=== Problem to solve ===
Repeat each record below exactly as given.

___ Source records

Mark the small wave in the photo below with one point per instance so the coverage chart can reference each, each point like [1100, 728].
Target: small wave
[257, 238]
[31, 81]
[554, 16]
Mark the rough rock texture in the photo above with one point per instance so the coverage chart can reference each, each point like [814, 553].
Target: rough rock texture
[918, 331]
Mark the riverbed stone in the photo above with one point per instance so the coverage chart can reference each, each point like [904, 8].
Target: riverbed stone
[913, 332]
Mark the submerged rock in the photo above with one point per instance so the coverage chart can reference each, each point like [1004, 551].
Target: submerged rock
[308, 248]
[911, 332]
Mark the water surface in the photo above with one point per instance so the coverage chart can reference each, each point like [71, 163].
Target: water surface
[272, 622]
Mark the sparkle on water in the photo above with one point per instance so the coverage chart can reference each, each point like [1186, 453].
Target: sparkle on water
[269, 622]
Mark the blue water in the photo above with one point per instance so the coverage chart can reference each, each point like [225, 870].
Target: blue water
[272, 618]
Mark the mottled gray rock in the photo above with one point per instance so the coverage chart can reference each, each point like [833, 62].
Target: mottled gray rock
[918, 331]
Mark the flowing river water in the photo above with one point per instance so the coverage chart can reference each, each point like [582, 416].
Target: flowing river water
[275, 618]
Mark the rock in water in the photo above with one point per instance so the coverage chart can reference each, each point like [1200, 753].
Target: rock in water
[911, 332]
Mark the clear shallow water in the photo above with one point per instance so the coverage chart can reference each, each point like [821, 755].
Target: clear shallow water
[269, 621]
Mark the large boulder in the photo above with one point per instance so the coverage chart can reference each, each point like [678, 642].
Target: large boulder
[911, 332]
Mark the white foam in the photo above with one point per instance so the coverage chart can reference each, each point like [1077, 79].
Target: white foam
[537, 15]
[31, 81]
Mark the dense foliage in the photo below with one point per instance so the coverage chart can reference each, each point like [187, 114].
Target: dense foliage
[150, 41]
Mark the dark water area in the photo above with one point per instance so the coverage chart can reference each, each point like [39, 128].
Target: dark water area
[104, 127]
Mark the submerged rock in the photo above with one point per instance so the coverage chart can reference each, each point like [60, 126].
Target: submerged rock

______

=== Output of the exercise ===
Mark the small wave in the photo below with one point per instance so the coverage chart can reference each, each point like [1100, 728].
Target: small wave
[257, 238]
[31, 81]
[554, 16]
Mark the rough rock texture in the photo above with one point per instance so the coverage chart can reference each, each point like [814, 553].
Target: rough rock texture
[918, 331]
Mark the riverbed stone in the photo above with one point per instance so the coverage chart can reference each, each point like [904, 8].
Target: riverbed stone
[913, 332]
Mark the submerged rock in the photo above with one point per instance so the coverage chart can reference each, each point like [1004, 551].
Target: submerged rock
[308, 248]
[911, 332]
Mark the water surface in the photo above with one point per instance so the coverage chart can reference each, each point like [71, 163].
Target: water surface
[272, 622]
Mark the sparkle on water in the photo above with one point per instance so the coverage chart can reference each, each point like [1186, 453].
Target: sparkle on water
[269, 622]
Mark the blue water in the photo above with one point per instance so the coverage chart can reference each, each point like [225, 870].
Target: blue water
[272, 618]
Mark the mottled gray rock in the photo above with one point per instance so the coverage chart can reference each, each point like [833, 62].
Target: mottled gray rock
[918, 331]
Mark the flowing river water in the photo above with one point per instance so the coverage chart can reference each, each point like [582, 416].
Target: flowing river water
[275, 618]
Mark the rock in water in the photo above with one point per instance so the coverage chart can reference each, each point like [1200, 753].
Target: rock in water
[911, 332]
Mark the clear shallow water in the photo above with one point per instance so the coverage chart can reference each, each point like [821, 755].
Target: clear shallow water
[269, 621]
Mark the large boulder in the photo above with one point per instance so the coverage chart can reference each, each point like [678, 642].
Target: large boulder
[911, 332]
Mark the white foam in the photo above with one point per instance so the coverage chart can reference each, each point like [1077, 79].
Target: white foam
[537, 15]
[31, 81]
Mark the dense foliage in the photo below with one point per instance so the coverage chart can reference each, each point like [187, 114].
Target: dense foliage
[150, 41]
Mark the dark water area in the photo above with one point per instance so the coverage chart can reference each, each point like [39, 128].
Target: dark water area
[104, 127]
Mark the submerged rock in the photo above with one point per instance so the coverage chart can reference each, each point like [60, 126].
Target: submerged rock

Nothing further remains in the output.